- **Your instructions**
Produce an exact copy of all the data below, dropping every image.

- **Dataset items**
+ + + +

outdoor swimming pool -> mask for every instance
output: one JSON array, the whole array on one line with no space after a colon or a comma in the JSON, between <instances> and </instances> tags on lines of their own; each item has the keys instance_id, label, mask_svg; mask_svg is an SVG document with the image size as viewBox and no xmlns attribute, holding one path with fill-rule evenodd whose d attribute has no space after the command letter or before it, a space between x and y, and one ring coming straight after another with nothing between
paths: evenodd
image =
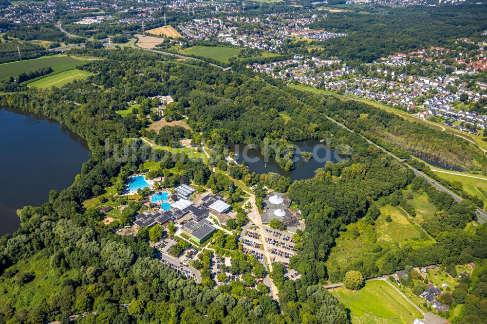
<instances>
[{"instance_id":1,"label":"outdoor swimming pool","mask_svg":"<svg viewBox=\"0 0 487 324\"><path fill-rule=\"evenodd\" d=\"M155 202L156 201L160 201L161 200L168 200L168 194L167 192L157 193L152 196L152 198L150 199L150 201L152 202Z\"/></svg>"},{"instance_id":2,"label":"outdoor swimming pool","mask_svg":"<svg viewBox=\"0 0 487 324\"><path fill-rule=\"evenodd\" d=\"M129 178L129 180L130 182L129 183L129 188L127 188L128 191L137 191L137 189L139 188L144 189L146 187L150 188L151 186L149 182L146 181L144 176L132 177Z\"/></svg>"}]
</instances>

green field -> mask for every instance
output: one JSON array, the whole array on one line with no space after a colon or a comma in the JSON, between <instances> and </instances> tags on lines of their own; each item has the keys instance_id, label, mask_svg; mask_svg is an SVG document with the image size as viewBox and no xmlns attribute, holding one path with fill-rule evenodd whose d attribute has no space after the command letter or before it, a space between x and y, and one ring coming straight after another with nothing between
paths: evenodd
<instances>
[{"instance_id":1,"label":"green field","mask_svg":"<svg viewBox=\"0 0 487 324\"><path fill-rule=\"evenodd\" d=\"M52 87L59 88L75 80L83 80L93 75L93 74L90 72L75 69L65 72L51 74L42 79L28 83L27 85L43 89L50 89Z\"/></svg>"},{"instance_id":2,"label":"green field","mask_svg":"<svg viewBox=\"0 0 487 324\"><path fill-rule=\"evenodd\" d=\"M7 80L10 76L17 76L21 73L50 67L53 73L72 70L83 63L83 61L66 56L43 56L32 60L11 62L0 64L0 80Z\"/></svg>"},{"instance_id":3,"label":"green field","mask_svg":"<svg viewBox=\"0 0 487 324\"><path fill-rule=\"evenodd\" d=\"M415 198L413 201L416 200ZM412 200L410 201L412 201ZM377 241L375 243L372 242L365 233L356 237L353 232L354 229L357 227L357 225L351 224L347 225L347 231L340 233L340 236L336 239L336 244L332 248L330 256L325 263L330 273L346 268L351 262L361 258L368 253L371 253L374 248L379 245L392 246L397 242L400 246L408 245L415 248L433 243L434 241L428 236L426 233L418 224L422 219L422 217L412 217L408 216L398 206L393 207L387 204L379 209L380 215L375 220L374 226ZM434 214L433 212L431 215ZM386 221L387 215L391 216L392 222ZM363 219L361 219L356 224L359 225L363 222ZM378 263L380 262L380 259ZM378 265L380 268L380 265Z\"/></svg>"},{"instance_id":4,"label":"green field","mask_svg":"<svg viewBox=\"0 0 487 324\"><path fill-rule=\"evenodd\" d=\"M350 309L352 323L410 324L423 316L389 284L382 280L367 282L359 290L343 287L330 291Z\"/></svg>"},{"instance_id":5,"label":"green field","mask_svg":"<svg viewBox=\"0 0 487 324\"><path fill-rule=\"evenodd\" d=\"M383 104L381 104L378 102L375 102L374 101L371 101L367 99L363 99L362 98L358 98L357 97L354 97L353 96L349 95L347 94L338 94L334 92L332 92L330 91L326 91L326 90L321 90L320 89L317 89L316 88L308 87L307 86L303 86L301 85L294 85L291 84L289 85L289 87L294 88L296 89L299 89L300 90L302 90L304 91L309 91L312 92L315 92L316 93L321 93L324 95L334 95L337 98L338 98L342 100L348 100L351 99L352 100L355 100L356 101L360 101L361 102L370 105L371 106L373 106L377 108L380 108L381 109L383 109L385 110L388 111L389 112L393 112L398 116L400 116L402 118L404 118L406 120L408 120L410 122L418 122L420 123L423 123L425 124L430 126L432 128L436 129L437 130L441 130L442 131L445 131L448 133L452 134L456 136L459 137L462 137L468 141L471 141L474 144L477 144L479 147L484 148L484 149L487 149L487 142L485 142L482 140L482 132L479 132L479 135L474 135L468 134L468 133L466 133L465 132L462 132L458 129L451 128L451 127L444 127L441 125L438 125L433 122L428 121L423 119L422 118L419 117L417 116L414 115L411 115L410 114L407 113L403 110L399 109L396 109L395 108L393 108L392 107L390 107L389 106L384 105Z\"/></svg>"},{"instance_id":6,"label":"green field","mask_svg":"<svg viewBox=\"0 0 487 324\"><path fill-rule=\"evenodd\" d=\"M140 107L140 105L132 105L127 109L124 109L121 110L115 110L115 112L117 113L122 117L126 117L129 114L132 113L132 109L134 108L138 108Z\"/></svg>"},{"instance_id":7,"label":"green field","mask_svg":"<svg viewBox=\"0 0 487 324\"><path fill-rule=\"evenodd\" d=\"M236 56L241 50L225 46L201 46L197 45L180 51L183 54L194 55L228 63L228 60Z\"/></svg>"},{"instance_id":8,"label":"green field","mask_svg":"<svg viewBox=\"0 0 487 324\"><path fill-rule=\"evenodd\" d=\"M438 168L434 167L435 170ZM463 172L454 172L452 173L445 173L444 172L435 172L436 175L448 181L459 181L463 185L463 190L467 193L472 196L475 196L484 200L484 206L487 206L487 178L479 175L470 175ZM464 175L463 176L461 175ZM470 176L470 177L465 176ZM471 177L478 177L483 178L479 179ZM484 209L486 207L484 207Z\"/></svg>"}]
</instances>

+ + + +

- **The completed task**
outdoor swimming pool -> mask for every instance
output: one JSON array, the whole array on one line with no space after a colon or a comma in the JSON, between <instances> and </instances> tags on lines of their own; each item has the keys instance_id, label, mask_svg; mask_svg is an SVG document with the image size as viewBox and no xmlns attribute, holding one path with fill-rule evenodd whose d attribute has no space after the command letter or before it, a space between x and y, and one ring coming straight after another with nothing between
paths: evenodd
image =
<instances>
[{"instance_id":1,"label":"outdoor swimming pool","mask_svg":"<svg viewBox=\"0 0 487 324\"><path fill-rule=\"evenodd\" d=\"M155 202L156 201L160 201L161 200L168 200L168 194L167 192L157 193L152 196L152 198L150 199L150 201L152 202Z\"/></svg>"},{"instance_id":2,"label":"outdoor swimming pool","mask_svg":"<svg viewBox=\"0 0 487 324\"><path fill-rule=\"evenodd\" d=\"M129 178L129 180L130 182L129 183L129 188L127 188L128 191L137 191L137 189L139 188L144 189L146 187L150 188L151 186L149 182L146 181L144 176L132 177Z\"/></svg>"}]
</instances>

green field -> mask for every instance
output: one JSON array, the whole array on one line with no space after a colon or a comma in the JSON, between <instances> and </instances> tags on lines of their own; each item has the keys instance_id, label, mask_svg; mask_svg is an SVG document with the image size as viewBox and no xmlns attribute, holding one path with fill-rule evenodd whose d attribute has no space after the command letter or before it, a space between x and y, and one ring coming straight after another with nothing between
paths: evenodd
<instances>
[{"instance_id":1,"label":"green field","mask_svg":"<svg viewBox=\"0 0 487 324\"><path fill-rule=\"evenodd\" d=\"M52 87L59 88L75 80L83 80L93 75L93 74L90 72L75 69L65 72L51 74L42 79L28 83L27 85L43 89L50 89Z\"/></svg>"},{"instance_id":2,"label":"green field","mask_svg":"<svg viewBox=\"0 0 487 324\"><path fill-rule=\"evenodd\" d=\"M7 80L10 76L17 76L21 73L50 67L53 73L72 70L83 63L83 61L66 56L43 56L32 60L11 62L0 64L0 80Z\"/></svg>"},{"instance_id":3,"label":"green field","mask_svg":"<svg viewBox=\"0 0 487 324\"><path fill-rule=\"evenodd\" d=\"M415 198L413 201L416 200ZM412 200L410 201L412 201ZM377 241L375 243L372 242L365 233L356 237L353 232L354 229L357 227L357 225L351 224L347 225L347 231L340 233L340 236L336 239L336 244L332 248L330 256L325 263L330 273L346 268L351 262L361 258L368 253L371 253L374 248L379 245L392 246L397 242L400 246L408 245L415 248L433 243L434 241L428 236L426 233L418 224L422 219L422 217L412 217L408 216L398 206L393 207L387 204L379 209L380 215L375 220L374 226ZM434 214L433 212L431 215ZM386 221L387 215L391 216L392 222ZM363 219L361 219L356 224L359 225L363 222ZM378 263L380 262L380 259ZM378 265L380 268L380 265Z\"/></svg>"},{"instance_id":4,"label":"green field","mask_svg":"<svg viewBox=\"0 0 487 324\"><path fill-rule=\"evenodd\" d=\"M350 309L352 323L410 324L423 316L389 284L382 280L367 282L359 290L343 287L330 291Z\"/></svg>"},{"instance_id":5,"label":"green field","mask_svg":"<svg viewBox=\"0 0 487 324\"><path fill-rule=\"evenodd\" d=\"M383 104L381 104L378 102L375 102L374 101L371 101L367 99L363 99L362 98L358 98L357 97L354 97L353 96L349 95L347 94L338 94L334 92L332 92L330 91L326 91L326 90L321 90L320 89L317 89L316 88L308 87L307 86L303 86L301 85L294 85L291 84L289 85L289 87L294 88L296 89L299 89L300 90L302 90L304 91L309 91L312 92L315 92L316 93L321 93L324 95L334 95L337 98L338 98L342 100L348 100L351 99L352 100L355 100L356 101L360 101L361 102L370 105L371 106L373 106L377 108L380 108L381 109L383 109L385 110L388 111L389 112L393 112L398 116L400 116L402 118L404 118L406 120L408 120L410 122L418 122L420 123L423 123L425 124L430 126L432 128L436 129L437 130L441 130L442 131L445 131L448 133L452 134L456 136L459 137L462 137L468 141L471 141L474 144L477 144L479 147L484 148L484 149L487 149L487 142L485 142L482 140L482 132L479 132L479 135L474 135L468 134L468 133L466 133L465 132L462 132L458 129L451 128L451 127L444 127L441 125L438 125L433 122L428 121L423 119L422 118L419 117L417 116L414 115L411 115L410 114L407 113L403 110L399 109L396 109L395 108L393 108L392 107L390 107L389 106L384 105Z\"/></svg>"},{"instance_id":6,"label":"green field","mask_svg":"<svg viewBox=\"0 0 487 324\"><path fill-rule=\"evenodd\" d=\"M140 107L140 105L132 105L127 109L124 109L121 110L115 110L115 112L117 113L122 117L126 117L129 114L132 113L132 109L134 108L138 108Z\"/></svg>"},{"instance_id":7,"label":"green field","mask_svg":"<svg viewBox=\"0 0 487 324\"><path fill-rule=\"evenodd\" d=\"M236 56L241 50L225 46L201 46L197 45L180 51L183 54L194 55L228 63L228 60Z\"/></svg>"},{"instance_id":8,"label":"green field","mask_svg":"<svg viewBox=\"0 0 487 324\"><path fill-rule=\"evenodd\" d=\"M438 168L434 167L435 170ZM463 172L454 172L452 173L445 173L444 172L435 172L436 175L448 181L459 181L463 185L463 190L467 193L472 196L475 196L484 200L484 206L487 206L487 178L479 175L470 175ZM464 175L463 176L461 175ZM470 176L470 177L465 176ZM471 177L478 177L483 178L479 179ZM484 209L486 207L484 207Z\"/></svg>"}]
</instances>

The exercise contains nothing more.